• _Task brief_: Rewrite the stretch of the material below from the line containing "Given the photograph above, point out the green flag" through the end, requests included. Scale every point coordinate in the answers by 1.35 and round to whole numbers with halves going up, leaving the numbers in the requests and their format samples untouched.

━━━━━━

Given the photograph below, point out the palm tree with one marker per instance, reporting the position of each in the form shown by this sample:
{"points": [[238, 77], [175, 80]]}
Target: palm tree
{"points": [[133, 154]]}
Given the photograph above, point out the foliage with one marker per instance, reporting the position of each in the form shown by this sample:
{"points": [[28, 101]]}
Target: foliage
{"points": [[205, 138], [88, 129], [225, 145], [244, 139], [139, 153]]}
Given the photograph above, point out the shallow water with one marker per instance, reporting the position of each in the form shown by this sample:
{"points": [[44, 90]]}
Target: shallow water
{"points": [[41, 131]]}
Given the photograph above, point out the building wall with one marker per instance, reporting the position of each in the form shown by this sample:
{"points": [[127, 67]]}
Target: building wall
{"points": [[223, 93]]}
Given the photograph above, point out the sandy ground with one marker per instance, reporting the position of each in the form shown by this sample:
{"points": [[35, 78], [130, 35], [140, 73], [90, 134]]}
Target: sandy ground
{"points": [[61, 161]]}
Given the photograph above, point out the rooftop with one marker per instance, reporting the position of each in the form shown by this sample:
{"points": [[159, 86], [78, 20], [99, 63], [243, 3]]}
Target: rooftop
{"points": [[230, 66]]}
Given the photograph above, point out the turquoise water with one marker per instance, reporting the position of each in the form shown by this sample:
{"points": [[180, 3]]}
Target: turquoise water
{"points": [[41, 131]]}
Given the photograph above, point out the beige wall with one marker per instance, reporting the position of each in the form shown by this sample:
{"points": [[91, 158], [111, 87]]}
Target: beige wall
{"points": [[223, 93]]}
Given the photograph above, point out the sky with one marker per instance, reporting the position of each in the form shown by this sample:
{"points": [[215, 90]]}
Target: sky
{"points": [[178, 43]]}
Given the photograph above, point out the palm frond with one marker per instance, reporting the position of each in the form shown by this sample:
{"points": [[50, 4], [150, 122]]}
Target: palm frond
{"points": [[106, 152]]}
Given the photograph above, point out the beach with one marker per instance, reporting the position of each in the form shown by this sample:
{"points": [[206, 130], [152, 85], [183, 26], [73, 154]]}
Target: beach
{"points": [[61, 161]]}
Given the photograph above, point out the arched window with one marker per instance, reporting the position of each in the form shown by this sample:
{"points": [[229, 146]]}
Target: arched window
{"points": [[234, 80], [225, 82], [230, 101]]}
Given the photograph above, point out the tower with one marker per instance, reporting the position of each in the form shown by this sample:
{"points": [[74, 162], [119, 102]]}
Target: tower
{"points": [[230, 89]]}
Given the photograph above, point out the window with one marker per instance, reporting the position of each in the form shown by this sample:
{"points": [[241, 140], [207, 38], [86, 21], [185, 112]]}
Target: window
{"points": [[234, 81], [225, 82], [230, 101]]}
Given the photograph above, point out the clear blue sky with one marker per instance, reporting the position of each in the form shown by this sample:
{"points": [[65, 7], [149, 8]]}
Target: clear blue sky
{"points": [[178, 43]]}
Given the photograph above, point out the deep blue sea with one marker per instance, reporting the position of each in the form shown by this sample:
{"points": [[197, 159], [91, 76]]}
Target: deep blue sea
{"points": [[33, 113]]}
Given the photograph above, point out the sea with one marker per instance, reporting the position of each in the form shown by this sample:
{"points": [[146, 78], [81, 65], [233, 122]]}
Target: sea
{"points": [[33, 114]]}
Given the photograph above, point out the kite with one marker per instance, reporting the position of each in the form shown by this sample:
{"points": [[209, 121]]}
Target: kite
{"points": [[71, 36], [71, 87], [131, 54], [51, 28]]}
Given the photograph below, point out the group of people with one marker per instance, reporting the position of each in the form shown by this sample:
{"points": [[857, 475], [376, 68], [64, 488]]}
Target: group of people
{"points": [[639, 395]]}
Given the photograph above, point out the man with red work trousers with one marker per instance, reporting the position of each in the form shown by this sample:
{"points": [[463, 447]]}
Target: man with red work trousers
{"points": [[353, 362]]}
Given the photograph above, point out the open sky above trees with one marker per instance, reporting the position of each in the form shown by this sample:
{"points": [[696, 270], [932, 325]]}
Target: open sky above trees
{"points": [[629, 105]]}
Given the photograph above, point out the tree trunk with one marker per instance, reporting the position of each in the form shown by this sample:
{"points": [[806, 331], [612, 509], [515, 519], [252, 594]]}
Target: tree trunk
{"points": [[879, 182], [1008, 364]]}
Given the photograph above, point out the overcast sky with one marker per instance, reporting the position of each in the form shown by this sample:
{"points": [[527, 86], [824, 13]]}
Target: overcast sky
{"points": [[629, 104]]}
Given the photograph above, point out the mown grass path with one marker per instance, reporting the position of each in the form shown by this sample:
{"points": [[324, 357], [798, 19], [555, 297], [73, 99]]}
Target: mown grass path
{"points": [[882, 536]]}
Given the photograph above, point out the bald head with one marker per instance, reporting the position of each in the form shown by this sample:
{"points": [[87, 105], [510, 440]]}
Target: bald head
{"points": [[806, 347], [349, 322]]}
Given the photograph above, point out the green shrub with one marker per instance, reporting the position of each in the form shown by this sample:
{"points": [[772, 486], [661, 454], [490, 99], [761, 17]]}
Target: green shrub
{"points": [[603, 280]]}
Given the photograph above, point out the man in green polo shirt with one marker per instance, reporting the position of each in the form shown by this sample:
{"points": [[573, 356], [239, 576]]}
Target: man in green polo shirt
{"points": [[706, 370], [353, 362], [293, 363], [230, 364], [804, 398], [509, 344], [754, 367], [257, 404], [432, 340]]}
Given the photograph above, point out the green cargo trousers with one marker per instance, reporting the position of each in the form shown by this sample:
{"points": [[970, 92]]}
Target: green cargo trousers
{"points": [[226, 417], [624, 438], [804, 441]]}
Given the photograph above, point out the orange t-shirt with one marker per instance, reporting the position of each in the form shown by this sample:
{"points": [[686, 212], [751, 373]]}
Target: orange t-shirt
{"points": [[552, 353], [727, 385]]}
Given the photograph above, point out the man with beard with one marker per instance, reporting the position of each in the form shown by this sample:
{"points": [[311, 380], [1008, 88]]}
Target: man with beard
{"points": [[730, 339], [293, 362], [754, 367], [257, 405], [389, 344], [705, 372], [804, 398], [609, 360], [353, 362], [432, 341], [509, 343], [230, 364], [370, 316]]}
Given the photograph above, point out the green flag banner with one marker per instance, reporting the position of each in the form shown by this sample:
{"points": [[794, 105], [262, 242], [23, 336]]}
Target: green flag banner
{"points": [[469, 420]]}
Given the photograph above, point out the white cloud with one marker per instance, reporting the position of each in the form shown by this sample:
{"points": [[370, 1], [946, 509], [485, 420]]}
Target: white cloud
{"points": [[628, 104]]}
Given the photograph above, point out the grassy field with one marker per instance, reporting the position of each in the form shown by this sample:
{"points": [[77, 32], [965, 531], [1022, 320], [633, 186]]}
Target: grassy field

━━━━━━

• _Task output_:
Given the photograph above, point out the green flag banner with one marker per instance, reporting the position of each in the form shown by this sample:
{"points": [[794, 105], [262, 242], [23, 336]]}
Target: green flag banner
{"points": [[633, 567]]}
Given the photograph above, point out the white cloud with one marker per instance, reporting the position of each in the form shown by this sample:
{"points": [[370, 1], [946, 509], [485, 420]]}
Target: white cloud
{"points": [[848, 140]]}
Given the photograph above, point out the grassy field with one marker per instance, reporting the position of each in the form shown by this sample:
{"points": [[77, 32], [965, 531], [1022, 320], [633, 186]]}
Target: grassy field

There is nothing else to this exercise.